# Looking for a unicorn!



## maverickxxx (Jan 25, 2011)

Ive been single for awhile now so I decided its time for me to find a unicorn


----------



## FarmboyBill (Aug 19, 2005)

Well, Looking for a unicorn, might be a good way to start looking for a good woman. A unicorn will be easier to find LOL.


----------



## Tommyice (Dec 5, 2010)

maverickxxx said:


> Ive been single for awhile now so I decided its time for me to find a unicorn


Finding a unicorn. Is that a euphemism for something?

p.s. Don't listen to FBB. There's plenty of good women out there. Maybe even one in particular.







A unicorn is a good way to get to the "fairy-tale ending."


----------



## maverickxxx (Jan 25, 2011)

Well I was thinking a unicorn would take care of lots of stuff provide transportation an also. Y default bring me to riches fame n fourtane etc...


----------



## maverickxxx (Jan 25, 2011)

Yea it is a mythical creature


----------



## Guest (Aug 23, 2012)

I think I have a uniform that might fit you. Same difference, right?


----------



## maverickxxx (Jan 25, 2011)

Required actions.
1 – How would you say this sentence from the unicorn thread in Spanish: "There's plenty of good women out there."
2 – Can you extract the part of the unicorn thread that opens with the words containing "## FarmboyBill (Aug" and closes with "to find LOL."?
3 – Does each statement agree with the unicorn thread? Answer yes or no for each, quoting the deciding words.
(a) Tommyice advises not to listen to FBB.
(b) maverickxxx calls the unicorn a real animal.
(c) FarmboyBill says a good woman is easier to find than a unicorn.

Stored rows.
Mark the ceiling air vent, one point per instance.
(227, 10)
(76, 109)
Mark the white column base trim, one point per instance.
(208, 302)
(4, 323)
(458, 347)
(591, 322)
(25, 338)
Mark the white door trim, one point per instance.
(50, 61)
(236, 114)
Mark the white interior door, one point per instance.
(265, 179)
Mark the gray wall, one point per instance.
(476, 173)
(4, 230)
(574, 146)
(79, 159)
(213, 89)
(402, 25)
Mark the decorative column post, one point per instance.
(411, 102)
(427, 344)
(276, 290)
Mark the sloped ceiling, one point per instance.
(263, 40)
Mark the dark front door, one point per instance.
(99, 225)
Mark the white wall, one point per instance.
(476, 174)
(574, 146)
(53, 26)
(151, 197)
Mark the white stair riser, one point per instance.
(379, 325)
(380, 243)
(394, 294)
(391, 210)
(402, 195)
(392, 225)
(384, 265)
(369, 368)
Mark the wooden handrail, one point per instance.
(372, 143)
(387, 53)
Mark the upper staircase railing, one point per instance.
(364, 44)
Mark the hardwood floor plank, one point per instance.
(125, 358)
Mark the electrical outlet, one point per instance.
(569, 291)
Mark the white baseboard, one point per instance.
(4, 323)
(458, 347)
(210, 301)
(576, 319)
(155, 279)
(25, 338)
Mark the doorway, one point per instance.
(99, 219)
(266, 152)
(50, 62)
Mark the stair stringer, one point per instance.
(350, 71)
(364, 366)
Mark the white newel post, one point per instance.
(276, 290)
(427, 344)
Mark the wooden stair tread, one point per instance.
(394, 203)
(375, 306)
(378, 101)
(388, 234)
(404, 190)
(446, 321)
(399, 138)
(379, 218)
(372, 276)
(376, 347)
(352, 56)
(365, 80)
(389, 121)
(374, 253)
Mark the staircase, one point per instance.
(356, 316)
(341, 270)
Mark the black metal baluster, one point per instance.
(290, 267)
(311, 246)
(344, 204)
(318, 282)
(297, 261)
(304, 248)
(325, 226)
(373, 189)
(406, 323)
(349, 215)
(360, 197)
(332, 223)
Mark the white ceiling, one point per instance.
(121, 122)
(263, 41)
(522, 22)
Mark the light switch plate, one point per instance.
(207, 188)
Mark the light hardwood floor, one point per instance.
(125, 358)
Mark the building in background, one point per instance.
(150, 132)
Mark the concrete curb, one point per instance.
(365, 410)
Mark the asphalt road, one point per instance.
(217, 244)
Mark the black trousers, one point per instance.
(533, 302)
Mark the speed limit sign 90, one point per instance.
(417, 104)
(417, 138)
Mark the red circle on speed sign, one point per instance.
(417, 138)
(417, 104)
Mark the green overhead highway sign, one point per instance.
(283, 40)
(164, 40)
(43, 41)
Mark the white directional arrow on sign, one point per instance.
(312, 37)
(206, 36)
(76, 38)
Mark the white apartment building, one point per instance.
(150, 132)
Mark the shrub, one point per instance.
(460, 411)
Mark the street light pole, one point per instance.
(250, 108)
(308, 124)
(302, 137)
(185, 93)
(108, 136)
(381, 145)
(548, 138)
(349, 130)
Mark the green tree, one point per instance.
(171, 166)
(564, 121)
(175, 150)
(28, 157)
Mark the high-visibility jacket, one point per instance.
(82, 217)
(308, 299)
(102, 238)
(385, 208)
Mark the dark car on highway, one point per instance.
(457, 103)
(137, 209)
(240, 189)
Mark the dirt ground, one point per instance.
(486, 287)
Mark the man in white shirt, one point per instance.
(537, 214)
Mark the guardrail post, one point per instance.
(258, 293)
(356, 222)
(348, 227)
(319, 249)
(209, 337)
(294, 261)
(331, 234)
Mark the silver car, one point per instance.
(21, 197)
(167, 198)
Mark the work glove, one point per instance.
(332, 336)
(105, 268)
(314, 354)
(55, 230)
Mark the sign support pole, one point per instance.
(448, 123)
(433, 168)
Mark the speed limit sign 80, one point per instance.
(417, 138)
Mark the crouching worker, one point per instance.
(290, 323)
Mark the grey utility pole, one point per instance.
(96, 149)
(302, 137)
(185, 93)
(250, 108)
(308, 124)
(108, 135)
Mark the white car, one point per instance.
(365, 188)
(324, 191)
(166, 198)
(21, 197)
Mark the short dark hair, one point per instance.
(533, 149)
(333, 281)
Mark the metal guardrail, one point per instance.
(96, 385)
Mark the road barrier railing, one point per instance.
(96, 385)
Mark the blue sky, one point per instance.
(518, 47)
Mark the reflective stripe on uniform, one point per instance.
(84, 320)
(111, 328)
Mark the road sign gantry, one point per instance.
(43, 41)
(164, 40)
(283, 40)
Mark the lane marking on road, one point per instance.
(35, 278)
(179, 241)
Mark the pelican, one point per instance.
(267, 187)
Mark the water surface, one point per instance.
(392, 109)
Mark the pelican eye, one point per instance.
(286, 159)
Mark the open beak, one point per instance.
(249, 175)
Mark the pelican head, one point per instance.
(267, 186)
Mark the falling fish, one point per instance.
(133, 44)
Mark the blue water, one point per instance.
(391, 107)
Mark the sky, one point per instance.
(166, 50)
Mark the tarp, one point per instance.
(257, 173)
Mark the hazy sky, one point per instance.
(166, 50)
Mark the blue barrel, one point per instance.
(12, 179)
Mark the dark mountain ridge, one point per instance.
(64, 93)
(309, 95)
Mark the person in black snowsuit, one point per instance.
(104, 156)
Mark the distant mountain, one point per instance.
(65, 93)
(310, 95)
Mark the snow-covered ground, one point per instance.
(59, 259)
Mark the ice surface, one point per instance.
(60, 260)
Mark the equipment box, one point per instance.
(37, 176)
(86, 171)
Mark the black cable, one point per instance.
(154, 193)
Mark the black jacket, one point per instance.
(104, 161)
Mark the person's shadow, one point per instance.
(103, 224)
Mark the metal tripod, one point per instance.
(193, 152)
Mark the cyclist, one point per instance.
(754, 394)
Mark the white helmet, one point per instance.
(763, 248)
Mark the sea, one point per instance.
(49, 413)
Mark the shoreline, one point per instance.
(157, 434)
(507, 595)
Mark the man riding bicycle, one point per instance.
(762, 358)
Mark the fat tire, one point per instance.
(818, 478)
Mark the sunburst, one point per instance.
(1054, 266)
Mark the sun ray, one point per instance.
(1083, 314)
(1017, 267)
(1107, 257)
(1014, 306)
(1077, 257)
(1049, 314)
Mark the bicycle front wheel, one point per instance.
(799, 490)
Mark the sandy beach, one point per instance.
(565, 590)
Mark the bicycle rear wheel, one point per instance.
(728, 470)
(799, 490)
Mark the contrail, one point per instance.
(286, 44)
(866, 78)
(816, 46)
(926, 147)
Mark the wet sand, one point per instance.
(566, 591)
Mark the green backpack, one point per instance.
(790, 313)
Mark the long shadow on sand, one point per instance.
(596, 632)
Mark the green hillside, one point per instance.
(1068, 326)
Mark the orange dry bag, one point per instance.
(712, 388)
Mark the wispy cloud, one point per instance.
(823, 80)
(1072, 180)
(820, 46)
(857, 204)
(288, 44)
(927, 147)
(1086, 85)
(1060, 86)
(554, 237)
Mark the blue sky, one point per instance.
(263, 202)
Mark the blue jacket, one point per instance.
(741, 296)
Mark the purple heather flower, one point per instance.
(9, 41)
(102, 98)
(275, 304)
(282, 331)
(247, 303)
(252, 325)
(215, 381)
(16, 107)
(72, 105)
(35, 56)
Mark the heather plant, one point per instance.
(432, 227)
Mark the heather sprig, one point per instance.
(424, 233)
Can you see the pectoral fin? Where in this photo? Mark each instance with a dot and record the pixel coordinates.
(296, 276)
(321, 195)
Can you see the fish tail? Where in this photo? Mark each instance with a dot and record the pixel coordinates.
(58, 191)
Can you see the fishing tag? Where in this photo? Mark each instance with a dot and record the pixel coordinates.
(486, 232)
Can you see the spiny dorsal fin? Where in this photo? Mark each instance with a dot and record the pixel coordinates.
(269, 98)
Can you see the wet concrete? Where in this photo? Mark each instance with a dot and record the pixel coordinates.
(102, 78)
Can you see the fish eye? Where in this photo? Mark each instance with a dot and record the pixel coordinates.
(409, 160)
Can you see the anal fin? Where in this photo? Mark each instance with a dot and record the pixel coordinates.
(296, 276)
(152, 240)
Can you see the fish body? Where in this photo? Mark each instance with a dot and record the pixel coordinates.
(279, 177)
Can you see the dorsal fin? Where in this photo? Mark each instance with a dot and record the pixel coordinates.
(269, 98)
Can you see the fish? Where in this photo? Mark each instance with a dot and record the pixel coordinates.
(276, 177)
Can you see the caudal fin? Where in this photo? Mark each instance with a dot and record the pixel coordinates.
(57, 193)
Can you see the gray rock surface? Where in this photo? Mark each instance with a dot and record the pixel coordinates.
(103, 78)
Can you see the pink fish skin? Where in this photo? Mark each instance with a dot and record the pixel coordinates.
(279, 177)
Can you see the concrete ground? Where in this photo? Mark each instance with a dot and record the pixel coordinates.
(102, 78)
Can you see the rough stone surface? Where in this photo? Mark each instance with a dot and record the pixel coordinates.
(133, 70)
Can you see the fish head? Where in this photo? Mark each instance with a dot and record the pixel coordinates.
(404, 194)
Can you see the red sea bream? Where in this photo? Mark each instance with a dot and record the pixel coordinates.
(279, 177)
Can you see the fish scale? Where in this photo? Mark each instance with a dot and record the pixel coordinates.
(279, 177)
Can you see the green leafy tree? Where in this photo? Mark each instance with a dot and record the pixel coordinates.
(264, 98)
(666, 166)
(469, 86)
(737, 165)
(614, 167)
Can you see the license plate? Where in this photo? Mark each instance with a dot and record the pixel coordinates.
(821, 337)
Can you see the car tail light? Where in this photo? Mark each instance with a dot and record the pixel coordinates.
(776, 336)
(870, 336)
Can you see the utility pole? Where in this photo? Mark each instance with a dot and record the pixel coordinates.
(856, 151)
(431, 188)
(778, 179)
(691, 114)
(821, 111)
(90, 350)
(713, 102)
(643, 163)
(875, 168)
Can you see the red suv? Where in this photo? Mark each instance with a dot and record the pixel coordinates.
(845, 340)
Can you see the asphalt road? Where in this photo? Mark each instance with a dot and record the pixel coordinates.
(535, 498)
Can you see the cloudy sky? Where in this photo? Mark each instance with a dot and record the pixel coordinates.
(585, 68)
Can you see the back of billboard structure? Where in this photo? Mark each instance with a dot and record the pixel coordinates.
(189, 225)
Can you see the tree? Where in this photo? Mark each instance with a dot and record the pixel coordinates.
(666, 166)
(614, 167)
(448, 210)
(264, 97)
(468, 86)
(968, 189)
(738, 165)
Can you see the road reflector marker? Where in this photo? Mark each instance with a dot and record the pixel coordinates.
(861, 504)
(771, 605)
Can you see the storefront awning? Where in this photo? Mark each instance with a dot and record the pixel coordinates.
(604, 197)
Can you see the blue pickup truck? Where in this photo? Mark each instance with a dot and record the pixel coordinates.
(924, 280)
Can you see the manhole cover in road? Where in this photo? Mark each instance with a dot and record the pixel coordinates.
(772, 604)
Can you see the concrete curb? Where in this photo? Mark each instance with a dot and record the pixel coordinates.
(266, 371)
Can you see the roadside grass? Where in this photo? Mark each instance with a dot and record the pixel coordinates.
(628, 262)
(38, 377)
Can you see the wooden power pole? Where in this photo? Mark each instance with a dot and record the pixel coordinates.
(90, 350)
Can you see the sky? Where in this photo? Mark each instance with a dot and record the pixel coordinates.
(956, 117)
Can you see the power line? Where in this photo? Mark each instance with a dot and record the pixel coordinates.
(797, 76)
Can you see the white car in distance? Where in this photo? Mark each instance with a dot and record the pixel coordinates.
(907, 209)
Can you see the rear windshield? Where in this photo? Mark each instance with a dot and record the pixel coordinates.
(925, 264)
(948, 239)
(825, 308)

Per-task outputs.
1 – Hay muchas buenas mujeres por ahí.

2 –
## FarmboyBill (Aug 19, 2005)

Well, Looking for a unicorn, might be a good way to start looking for a good woman. A unicorn will be easier to find LOL.

3 –
(a) Yes: "Don't listen to FBB."
(b) No: "Yea it is a mythical creature"
(c) No: "A unicorn will be easier to find LOL."